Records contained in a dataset
= = = =

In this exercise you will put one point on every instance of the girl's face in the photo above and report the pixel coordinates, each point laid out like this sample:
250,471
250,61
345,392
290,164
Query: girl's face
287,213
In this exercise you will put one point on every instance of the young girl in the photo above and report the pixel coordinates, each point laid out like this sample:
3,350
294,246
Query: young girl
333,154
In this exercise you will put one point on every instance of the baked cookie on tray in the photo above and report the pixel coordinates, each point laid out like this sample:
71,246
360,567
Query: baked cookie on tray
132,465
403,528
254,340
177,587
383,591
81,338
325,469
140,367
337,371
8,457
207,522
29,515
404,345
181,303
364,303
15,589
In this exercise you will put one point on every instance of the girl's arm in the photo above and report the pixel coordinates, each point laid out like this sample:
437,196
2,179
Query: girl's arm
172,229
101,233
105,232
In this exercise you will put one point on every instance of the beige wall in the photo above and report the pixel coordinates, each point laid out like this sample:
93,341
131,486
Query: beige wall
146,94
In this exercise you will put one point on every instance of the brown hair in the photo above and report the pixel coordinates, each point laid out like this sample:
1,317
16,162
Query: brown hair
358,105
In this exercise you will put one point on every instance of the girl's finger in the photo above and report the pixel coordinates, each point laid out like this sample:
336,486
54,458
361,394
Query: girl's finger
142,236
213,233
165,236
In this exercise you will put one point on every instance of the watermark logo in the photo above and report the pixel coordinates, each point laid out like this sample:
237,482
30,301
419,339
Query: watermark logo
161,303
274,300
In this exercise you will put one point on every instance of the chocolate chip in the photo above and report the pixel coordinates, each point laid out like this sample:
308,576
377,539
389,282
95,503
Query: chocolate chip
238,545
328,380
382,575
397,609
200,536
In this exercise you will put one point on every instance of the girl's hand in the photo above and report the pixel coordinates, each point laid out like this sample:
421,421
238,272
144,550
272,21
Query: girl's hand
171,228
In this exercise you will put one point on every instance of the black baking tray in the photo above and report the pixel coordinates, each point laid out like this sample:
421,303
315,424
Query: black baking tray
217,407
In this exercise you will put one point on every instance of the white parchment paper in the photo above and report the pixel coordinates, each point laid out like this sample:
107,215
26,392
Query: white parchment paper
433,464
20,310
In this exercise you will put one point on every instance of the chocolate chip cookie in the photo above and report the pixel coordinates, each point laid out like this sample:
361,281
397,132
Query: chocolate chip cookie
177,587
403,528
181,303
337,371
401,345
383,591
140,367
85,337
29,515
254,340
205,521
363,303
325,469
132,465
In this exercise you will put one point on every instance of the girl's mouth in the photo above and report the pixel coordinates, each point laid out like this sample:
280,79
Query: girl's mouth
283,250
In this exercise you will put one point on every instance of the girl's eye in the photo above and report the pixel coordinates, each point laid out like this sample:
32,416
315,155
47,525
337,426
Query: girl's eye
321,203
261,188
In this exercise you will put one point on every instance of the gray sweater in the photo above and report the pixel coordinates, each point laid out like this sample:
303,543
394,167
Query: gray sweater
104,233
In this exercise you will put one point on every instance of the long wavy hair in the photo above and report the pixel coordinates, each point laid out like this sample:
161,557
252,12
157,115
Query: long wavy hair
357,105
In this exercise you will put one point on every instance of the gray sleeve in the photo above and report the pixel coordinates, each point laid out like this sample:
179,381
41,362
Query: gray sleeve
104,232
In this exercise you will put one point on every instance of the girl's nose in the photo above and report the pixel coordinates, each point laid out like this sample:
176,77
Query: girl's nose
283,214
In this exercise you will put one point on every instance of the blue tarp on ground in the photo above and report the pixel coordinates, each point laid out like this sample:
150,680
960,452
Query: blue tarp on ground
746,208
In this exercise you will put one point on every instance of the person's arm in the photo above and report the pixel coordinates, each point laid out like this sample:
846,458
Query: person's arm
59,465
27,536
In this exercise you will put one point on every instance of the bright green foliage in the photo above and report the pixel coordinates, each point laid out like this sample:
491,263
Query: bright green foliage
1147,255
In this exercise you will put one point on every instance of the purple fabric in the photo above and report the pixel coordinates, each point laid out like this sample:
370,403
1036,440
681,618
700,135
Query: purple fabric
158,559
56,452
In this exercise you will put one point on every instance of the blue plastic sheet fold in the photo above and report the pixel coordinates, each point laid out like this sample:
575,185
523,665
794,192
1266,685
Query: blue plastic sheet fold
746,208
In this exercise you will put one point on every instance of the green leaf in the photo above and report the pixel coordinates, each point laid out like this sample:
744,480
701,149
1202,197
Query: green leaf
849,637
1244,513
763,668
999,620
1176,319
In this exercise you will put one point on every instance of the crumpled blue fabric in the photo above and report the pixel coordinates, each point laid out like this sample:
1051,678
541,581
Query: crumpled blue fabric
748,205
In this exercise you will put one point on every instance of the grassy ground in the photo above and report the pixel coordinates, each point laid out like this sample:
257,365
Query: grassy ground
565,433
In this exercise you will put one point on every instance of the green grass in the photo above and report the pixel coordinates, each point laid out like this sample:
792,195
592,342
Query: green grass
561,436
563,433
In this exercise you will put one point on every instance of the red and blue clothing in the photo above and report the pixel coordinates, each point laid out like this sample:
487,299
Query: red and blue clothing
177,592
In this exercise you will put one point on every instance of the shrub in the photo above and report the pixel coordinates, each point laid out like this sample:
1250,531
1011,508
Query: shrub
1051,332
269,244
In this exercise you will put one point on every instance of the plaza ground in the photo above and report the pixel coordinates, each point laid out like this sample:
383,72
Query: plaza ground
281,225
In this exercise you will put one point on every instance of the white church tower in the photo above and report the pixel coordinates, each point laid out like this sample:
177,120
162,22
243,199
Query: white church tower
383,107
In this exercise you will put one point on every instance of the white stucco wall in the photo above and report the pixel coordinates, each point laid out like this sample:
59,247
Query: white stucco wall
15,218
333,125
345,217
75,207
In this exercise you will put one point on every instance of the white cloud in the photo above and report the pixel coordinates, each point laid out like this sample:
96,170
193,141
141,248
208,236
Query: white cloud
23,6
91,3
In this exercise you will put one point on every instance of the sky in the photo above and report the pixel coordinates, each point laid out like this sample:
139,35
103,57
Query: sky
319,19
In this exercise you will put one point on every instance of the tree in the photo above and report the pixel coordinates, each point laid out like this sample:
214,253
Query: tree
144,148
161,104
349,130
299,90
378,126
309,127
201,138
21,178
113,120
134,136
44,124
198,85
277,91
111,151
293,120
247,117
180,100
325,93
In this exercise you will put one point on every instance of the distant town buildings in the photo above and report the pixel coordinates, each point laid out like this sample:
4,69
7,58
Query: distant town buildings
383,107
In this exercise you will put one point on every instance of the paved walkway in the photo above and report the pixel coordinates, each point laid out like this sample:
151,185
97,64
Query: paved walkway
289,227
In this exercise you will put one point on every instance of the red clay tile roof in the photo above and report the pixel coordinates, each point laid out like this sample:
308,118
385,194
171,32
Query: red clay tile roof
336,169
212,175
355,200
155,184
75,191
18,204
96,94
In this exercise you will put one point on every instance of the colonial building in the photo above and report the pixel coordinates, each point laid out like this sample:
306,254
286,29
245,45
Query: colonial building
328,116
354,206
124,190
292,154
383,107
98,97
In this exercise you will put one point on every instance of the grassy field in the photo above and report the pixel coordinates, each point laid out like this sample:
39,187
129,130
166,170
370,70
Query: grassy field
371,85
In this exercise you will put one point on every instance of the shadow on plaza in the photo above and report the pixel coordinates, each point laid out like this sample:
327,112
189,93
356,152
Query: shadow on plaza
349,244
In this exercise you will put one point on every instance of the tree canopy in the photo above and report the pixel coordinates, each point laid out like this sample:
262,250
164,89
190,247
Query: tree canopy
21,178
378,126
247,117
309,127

= = = =

[Written exercise] Copy out the full listing exactly.

[Solution to this exercise]
In this exercise you will put one point on every instance of the girl's face in the photo above and report the pixel coordinates, each point laid out like this sample:
250,471
250,61
345,392
290,164
Query: girl's face
287,213
In this exercise you will put one point on every instance of the young girl in the photo above and report the pixel coordinates, each point laid out like this sample:
3,350
294,246
Query: young girl
333,154
In this exercise you will put one point on every instance of the baked cookie on tray in the photo above and report the pixel coordinates, each point laid out like this sample:
71,246
360,567
Query: baked cookie on tray
132,465
403,528
254,340
177,587
383,591
81,338
325,469
140,367
337,371
8,457
207,522
29,515
404,345
181,303
364,303
15,589
In this exercise you will put one point on every instance of the girl's arm in the photo above and report the pixel coordinates, each point laid out like this sample:
437,196
2,179
Query: girl's arm
172,229
101,233
105,232
In this exercise you will put one point on every instance of the beige wall in the photo above and report the pixel coordinates, each point laid out like this sample:
93,341
131,486
Query: beige wall
146,94
In this exercise you will put one point on every instance of the brown hair in the photo above and report the pixel coordinates, each point laid out like this sample:
1,317
16,162
Query: brown hair
358,105
In this exercise you will put one point on every instance of the girl's finger in the photo above and report the pixel coordinates, each point laid out like this sample:
336,486
54,458
361,394
Query: girl's finger
142,236
213,233
165,236
In this exercise you will put one point on every instance of the watermark logo in the photo above and report the pixel coordinates, each point laid out like this sample:
237,482
30,301
419,339
Query: watermark logo
161,303
274,300
In this exercise you will put one point on every instance of the chocolate chip in the photo above and report the pixel coordinates, each point laid out like this sample:
308,576
377,539
389,282
95,503
Query: chocolate chip
238,545
328,380
382,575
397,609
200,536
In this exercise you will put one point on every instance of the girl's hand in the photo above and report the pixel coordinates, each point laid out like this sample:
421,421
238,272
144,550
272,21
Query: girl's hand
171,228
In this exercise you will put one point on every instance of the black baking tray in the photo above and report the pixel coordinates, each point laid out like this sample:
421,303
315,424
Query: black baking tray
217,407
In this exercise you will put one point on every instance of the white parchment paper in the photo above and report the pixel coordinates, each point laid out like this sample:
107,215
26,392
Query: white parchment paper
433,464
20,310
In this exercise you will put one point on every instance of the chocolate chip cookie in the photo above and report the pixel coordinates, each point laid out like this sample:
361,281
397,132
Query: chocolate chip cookie
177,587
403,528
181,303
337,371
401,345
383,591
140,367
85,337
29,515
254,340
205,521
363,303
325,469
132,465
In this exercise you will put one point on every instance of the girl's mouth in the photo above and report the pixel coordinates, each point laid out like this sample:
280,79
Query: girl's mouth
283,250
In this exercise you will put one point on every instance of the girl's eye in the photo above and report the pixel coordinates, each point laid out like this sample:
32,416
315,155
47,525
337,426
Query: girl's eye
321,203
261,188
In this exercise you will put one point on every instance of the gray sweater in the photo above and report the pixel coordinates, each point laid out like this sample:
303,543
394,167
Query: gray sweater
104,233
In this exercise you will put one point on every instance of the long wavy hair in the photo above and report the pixel coordinates, each point laid out like this sample:
161,557
252,12
157,115
Query: long wavy hair
357,105
In this exercise you will put one point on every instance of the gray sleeve in the photo above and report the pixel coordinates, each point laid out like this sample:
179,381
41,362
Query: gray sleeve
104,232
In this exercise you will put one point on every instance of the girl's nose in the photo above and report the pixel coordinates, each point laid out like this sample:
176,77
Query: girl's nose
283,214
In this exercise you will put one point on every instance of the blue tarp on ground in the photo above and report the pixel coordinates, each point laid out like this sample:
150,680
960,452
Query: blue tarp on ground
746,208
In this exercise you will put one point on every instance of the person's arm in the photo above and report the pixel coordinates, each point laid out like this sample:
846,458
Query: person's arm
59,465
27,536
In this exercise you will put one point on every instance of the bright green foliage in the photo above and report the pixel coordinates, each point laid out like this sample:
491,263
Query: bright green foliage
1147,255
In this exercise you will put one point on every instance of the purple fabric in the photo above and report the pixel coordinates, each point laid out like this sample:
370,403
1036,440
681,618
700,135
Query: purple fabric
158,559
56,452
In this exercise you will put one point on every instance of the blue plastic sheet fold in the photo above and report the pixel coordinates, each point laid out like this sample:
575,185
523,665
794,192
1266,685
Query: blue plastic sheet fold
746,208
In this exercise you will put one point on every instance of the green leaf in the photo above and report the pixel coordinates, each point laid out like this sample:
744,480
701,149
1202,197
Query: green leaf
849,637
1244,513
763,668
999,620
1176,319
In this exercise you will put one point on every instance of the crumpled blue fabric in the photo above and report the pixel coordinates, each point laid out like this sample:
1051,678
541,581
Query: crumpled blue fabric
748,205
In this exercise you will put one point on every instance of the grassy ground in the photo above and report the pixel coordinates, each point laid out like this sample:
257,365
Query: grassy ground
565,433
In this exercise you will put one point on every instance of the green grass in the photo above and report the pixel coordinates, each point laid out like this sample:
792,195
592,342
Query: green grass
561,436
563,433
In this exercise you will put one point on every instance of the red and blue clothing in the photo above and report the pixel coordinates, each point laid out like this sample:
487,299
Query: red and blue clothing
177,592
In this exercise you will put one point on every instance of the shrub in the photo above and report the pixel coordinates, each point laid out like this sample:
1250,531
1011,508
Query: shrub
1051,332
269,244
In this exercise you will put one point on every instance of the plaza ground in the photo above and report the pixel coordinates, each point laid out like this sample:
383,72
Query: plaza ground
281,225
In this exercise you will put one point on every instance of the white church tower in the photo above and report the pixel coordinates, each point laid out like this sample:
177,120
162,22
243,199
Query: white church tower
383,107
In this exercise you will put one point on every instance of the white stucco wall in the photo above and report the pixel coordinates, each point laid out like this sample:
59,247
Query: white stucco wall
15,218
333,125
345,217
75,207
In this exercise you will put one point on every instance of the white cloud in the photo above and report the pixel coordinates, each point laid out like this sample:
96,170
193,141
141,248
208,236
Query: white cloud
23,6
91,3
In this exercise you will put one point on every instance of the sky in the photo above and report the pixel coordinates, each point laid out like this sample:
139,35
103,57
Query: sky
319,19
In this exercise you will put one point on every instance of the tree in the photo above and report the pixel coordinates, each point laid out like this sample:
214,253
Query: tree
144,148
161,104
349,130
299,90
378,126
309,127
201,138
21,178
113,120
134,136
44,124
198,85
277,91
111,151
293,120
247,117
180,100
325,93
In this exercise you will put one point on every instance of the distant town buildings in the photo above and report the pixel coordinates, each point laid out like this sample:
4,69
7,58
Query: distant town buildings
383,107
In this exercise you will put one point on every instance of the paved walkway in the photo above and report the pixel coordinates, each point laid out like this sample:
151,185
97,64
Query: paved walkway
289,227
In this exercise you will put one point on every instance of the red clay tile roof in the photo above and report the pixel coordinates, each point laid out like this sample:
308,118
385,194
171,32
Query: red clay tile roof
336,169
212,175
355,200
155,184
75,191
18,204
96,94
In this exercise you will put one point on every instance of the colonial building in the photo above and report the pixel coordinates, each point laid out like this sample:
306,254
286,29
245,45
Query: colonial building
328,116
354,206
124,190
292,154
383,107
98,97
In this exercise you will put one point on every instance of the grassy field in the photo above and report the pixel coordinates, each point laid out like this sample:
39,187
129,130
166,170
370,70
Query: grassy field
371,85
In this exercise you will put one point on every instance of the shadow on plaza in the photo above and report the pixel coordinates, each point laid out like this sample:
327,112
189,93
356,152
Query: shadow on plaza
349,244
In this exercise you will put one point on every instance of the tree canopy in the photo above and report the pixel coordinates, each point laid out like this sample:
262,250
164,89
190,247
Query: tree canopy
21,178
378,126
247,117
309,127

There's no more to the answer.